*TEXT PASSAGE*.
————

Please take a moment to read the FAQ to understand what this site means by n-grams and phrase-frames, and how the BNC defines words and tags them grammatically with POS codes. Then familiarize yourself with the normalization conventions which are specific to this database. Finally, please remember that this site contains only a subset of the words and phrases in the BNC, those occurring three times or more.
The drop-down menu under "Grams" affords access to all the query interfaces. The |
The following discussion shows screen shots from the "Explore N-Grams" page. Important differences for "Explore Phrase-Frames" are outlined at the end.
Clicking on one of the "Explore..." links launches a frameset with a query pane on the left and blank pane for query results on the right. If either side is too narrow, a scrollbar appears at the bottom of the window. The relative sizes can be changed by clicking on the divider, holding down the mouse button, and dragging the divider to resize the panes.
While numerous [Query] buttons are strewn around the page for convenience, they are actually unnecessary: just hit the "Enter" key to submit a query.
Select the number of words in
n-grams or phrase-frames by clicking on the radio button to the left of the
number. Try each number to develop a feeling for the kinds of datasets
which match each value of n. A value of 1 returns a list of
individual words. The highest-frequency two-word phrases tend to be fragmentary
building blocks of language, including "de-fused" contractions like do n't, I
'm; other useful groups of 2-grams are compound nouns written as two words
as well as adjective-noun and adverb-adjective collocations. Recurring
3-grams and 4-grams are often (almost) complete familiar phrases. The larger
n is, the larger the number of distinct n-grams in the corpus grows, while
the percentage of n-grams meeting the cutoff criteria (here: minimum of 2
occurrences in the corpus) declines. For n values of 5 and greater,
formulaic expressions restricted to highly specific circumstances become
increasingly prominent in the data, and the total frequency of any given 5- or
6-gram is relatively small. For example, there are almost 1.6 M 3-grams occurring 5 or more
times, and over 1.3 M 2-grams; in contrast, less than half the former number of
4-grams cross the threshold, and the number of 6-grams that qualify is less than
4% of the figure for 3-grams. Values of n greater than
6 almost exclusively reflect formulaic language and quotations.

————

*DATA ROWS*.
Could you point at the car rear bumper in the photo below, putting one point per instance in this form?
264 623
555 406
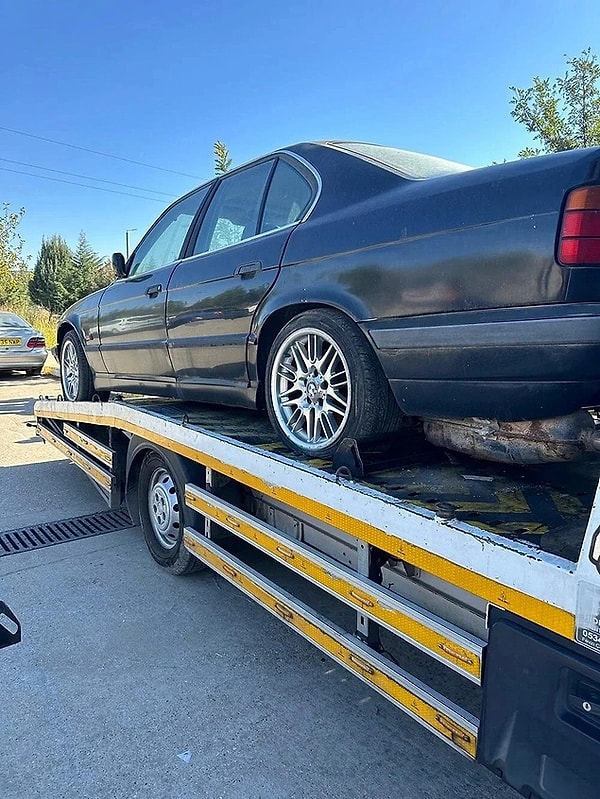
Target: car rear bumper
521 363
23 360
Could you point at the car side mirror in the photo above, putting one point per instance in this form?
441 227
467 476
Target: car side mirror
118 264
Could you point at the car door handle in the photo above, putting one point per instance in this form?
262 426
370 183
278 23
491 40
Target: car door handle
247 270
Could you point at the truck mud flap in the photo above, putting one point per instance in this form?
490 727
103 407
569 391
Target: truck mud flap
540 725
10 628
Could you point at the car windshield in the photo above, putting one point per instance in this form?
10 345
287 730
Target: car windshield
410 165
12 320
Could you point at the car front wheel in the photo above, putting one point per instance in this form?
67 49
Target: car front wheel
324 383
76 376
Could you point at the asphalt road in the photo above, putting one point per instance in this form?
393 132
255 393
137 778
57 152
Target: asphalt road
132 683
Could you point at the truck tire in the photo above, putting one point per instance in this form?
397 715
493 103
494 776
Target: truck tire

————

*WHAT YOU SHOULD DO*.
In the help page on n-grams, what key can you press to send a query? The data has nothing to do with the help page on n-grams.

*TASK RESPONSE*.
The "Enter" key.